# ESERCIZI
• 1. Riporta dalla discussione sull'Arsenal il tratto che va da "## Fabry_cekko (7" fino a "Walcott non gioca?" compreso.
• 2. Nella discussione sull'Arsenal, Fabry_cekko chiede se un certo giocatore non gioca: quale?
• 3. Prosegui la discussione sull'Arsenal scrivendo quello che viene dopo il punto in cui si ferma.

── TESTO DI PARTENZA

Andreas89 ha scritto:


> Io baratterei la nostra rosa anche per avere 2-3 di quelli citati.


Anche... a me comunque piace molto anche Giroud. Dite quello che volete, ma secondo me è molto forte.


----------



## Andreas89 (7 Novembre 2013)

7AlePato7 ha scritto:


> Anche... a me comunque piace molto anche Giroud. Dite quello che volete, ma secondo me è molto forte.



E' bravo, molto. Piace anche a me.


----------



## 7AlePato7 (7 Novembre 2013)

Andreas89 ha scritto:


> E' bravo, molto. Piace anche a me.


Non sarà Ibra, ma mi dà più sicurezza di Balotelli. Balotelli ha margini di miglioramento enormi, ma credo che per via del cervello microscopico rimarranno inespressi.


----------



## Fabry_cekko (7 Novembre 2013)

7AlePato7 ha scritto:


> L'Arsenal di quest'anno è una signora squadra. Baratterei la nostra intera rosa pur di avere il loro centrocampo.
> 
> Ozil, Wilshere, Ramsey, Arteta, Cazorla.



ma Walcott non gioca?


----------



## Jino (7 Novembre 2013)

Come dicevo qualche tempo fa questi sono i risultati di averlo spostato a giocare 20 metri più avanti. I dettagli spesso cambiano la carriera ad un calciatore.


----------



## Sesfips (7 Novembre 2013)

────
── MATERIALE FORNITO

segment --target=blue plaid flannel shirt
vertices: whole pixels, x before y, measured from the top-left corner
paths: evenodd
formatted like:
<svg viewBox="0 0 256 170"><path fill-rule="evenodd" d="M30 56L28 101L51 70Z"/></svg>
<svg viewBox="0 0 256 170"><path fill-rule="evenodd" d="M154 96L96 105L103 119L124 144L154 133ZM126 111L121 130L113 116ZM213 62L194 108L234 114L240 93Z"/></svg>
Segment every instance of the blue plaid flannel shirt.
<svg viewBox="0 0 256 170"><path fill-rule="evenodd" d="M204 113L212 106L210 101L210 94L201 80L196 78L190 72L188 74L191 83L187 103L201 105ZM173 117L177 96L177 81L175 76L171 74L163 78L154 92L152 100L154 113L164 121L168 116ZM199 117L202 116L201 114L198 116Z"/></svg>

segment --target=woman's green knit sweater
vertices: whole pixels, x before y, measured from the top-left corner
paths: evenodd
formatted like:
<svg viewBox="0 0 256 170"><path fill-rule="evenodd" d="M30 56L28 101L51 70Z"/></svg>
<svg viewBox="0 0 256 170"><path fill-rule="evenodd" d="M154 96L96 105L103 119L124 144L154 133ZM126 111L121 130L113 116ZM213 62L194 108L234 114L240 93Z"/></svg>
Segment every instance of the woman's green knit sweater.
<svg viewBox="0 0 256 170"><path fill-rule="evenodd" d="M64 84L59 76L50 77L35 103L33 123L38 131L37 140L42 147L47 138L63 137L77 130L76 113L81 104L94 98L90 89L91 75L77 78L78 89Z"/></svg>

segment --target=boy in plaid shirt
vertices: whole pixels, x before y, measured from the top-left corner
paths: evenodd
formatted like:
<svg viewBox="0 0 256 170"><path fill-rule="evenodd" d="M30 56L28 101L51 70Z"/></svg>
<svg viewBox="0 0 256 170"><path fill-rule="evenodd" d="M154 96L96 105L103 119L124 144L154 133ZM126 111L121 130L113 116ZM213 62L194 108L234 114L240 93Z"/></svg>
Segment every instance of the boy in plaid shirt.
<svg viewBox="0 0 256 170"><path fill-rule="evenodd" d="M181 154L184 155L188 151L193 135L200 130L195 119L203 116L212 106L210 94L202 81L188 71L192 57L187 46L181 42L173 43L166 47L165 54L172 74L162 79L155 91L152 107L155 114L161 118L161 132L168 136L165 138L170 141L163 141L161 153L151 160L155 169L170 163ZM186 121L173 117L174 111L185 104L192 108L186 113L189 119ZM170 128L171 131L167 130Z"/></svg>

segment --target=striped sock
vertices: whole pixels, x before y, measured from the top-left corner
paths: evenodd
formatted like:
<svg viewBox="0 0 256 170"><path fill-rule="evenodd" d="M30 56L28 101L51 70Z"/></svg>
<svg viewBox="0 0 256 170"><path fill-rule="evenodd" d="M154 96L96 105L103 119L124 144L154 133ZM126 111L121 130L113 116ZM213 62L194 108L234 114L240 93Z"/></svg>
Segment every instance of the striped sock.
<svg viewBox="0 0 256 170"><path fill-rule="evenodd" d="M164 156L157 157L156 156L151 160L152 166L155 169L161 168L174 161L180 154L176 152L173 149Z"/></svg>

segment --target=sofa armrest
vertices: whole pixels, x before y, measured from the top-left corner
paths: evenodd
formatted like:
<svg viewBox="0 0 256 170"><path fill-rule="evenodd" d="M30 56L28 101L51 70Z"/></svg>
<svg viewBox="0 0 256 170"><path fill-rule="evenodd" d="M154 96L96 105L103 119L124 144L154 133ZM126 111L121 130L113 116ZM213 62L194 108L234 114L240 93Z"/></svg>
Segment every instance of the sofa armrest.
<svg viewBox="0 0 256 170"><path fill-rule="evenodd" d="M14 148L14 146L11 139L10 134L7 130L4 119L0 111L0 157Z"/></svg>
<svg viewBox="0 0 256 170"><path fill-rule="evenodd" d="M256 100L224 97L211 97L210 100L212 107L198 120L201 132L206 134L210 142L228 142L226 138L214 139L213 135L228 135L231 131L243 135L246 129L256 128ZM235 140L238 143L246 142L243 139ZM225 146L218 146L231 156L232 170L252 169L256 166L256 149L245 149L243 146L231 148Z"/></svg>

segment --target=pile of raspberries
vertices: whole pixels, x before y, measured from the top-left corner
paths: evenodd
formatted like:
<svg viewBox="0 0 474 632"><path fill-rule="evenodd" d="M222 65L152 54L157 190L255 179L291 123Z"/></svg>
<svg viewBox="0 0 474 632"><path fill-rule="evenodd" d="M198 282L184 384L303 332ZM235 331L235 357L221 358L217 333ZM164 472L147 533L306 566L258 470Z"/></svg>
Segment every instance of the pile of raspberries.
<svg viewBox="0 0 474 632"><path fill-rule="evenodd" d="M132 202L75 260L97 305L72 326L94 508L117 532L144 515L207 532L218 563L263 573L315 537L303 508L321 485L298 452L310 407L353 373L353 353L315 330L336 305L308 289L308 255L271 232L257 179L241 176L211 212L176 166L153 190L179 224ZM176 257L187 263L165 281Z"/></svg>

────

# RISPOSTE
• 1.
## Fabry_cekko (7 Novembre 2013)

7AlePato7 ha scritto:


> L'Arsenal di quest'anno è una signora squadra. Baratterei la nostra intera rosa pur di avere il loro centrocampo.
> 
> Ozil, Wilshere, Ramsey, Arteta, Cazorla.



ma Walcott non gioca?

• 2. Walcott.

• 3.
7AlePato7 ha scritto:


> L'Arsenal di quest'anno è una signora squadra. Baratterei la nostra intera rosa pur di avere il loro centrocampo.
> 
> Ozil, Wilshere, Ramsey, Arteta, Cazorla.



Sì onestamente stanno facendo meglio di quanto pensassi.
Se a quest'ora avessero in rosa ancora Nasri, Fabregas e Van Persie, non avrebbero nulla da invidiare al Bayern Monaco.

Il problema di questa società è che alla fine tutti i loro giocatori più forti vengono venduti.


----------



## mefisto94 (7 Novembre 2013)

Sesfips ha scritto:


> Sì onestamente stanno facendo meglio di quanto pensassi.
> Se a quest'ora avessero in rosa ancora *Nasri, Fabregas e Van Persie*, non avrebbero nulla da invidiare al Bayern Monaco.
> 
> Il problema di questa società è che alla fine tutti i loro giocatori più forti vengono venduti.



Se fossero rimasti quelli probabilmente non sarebbero esplosi questi altri. Opinione mia...


----------



## 7AlePato7 (7 Novembre 2013)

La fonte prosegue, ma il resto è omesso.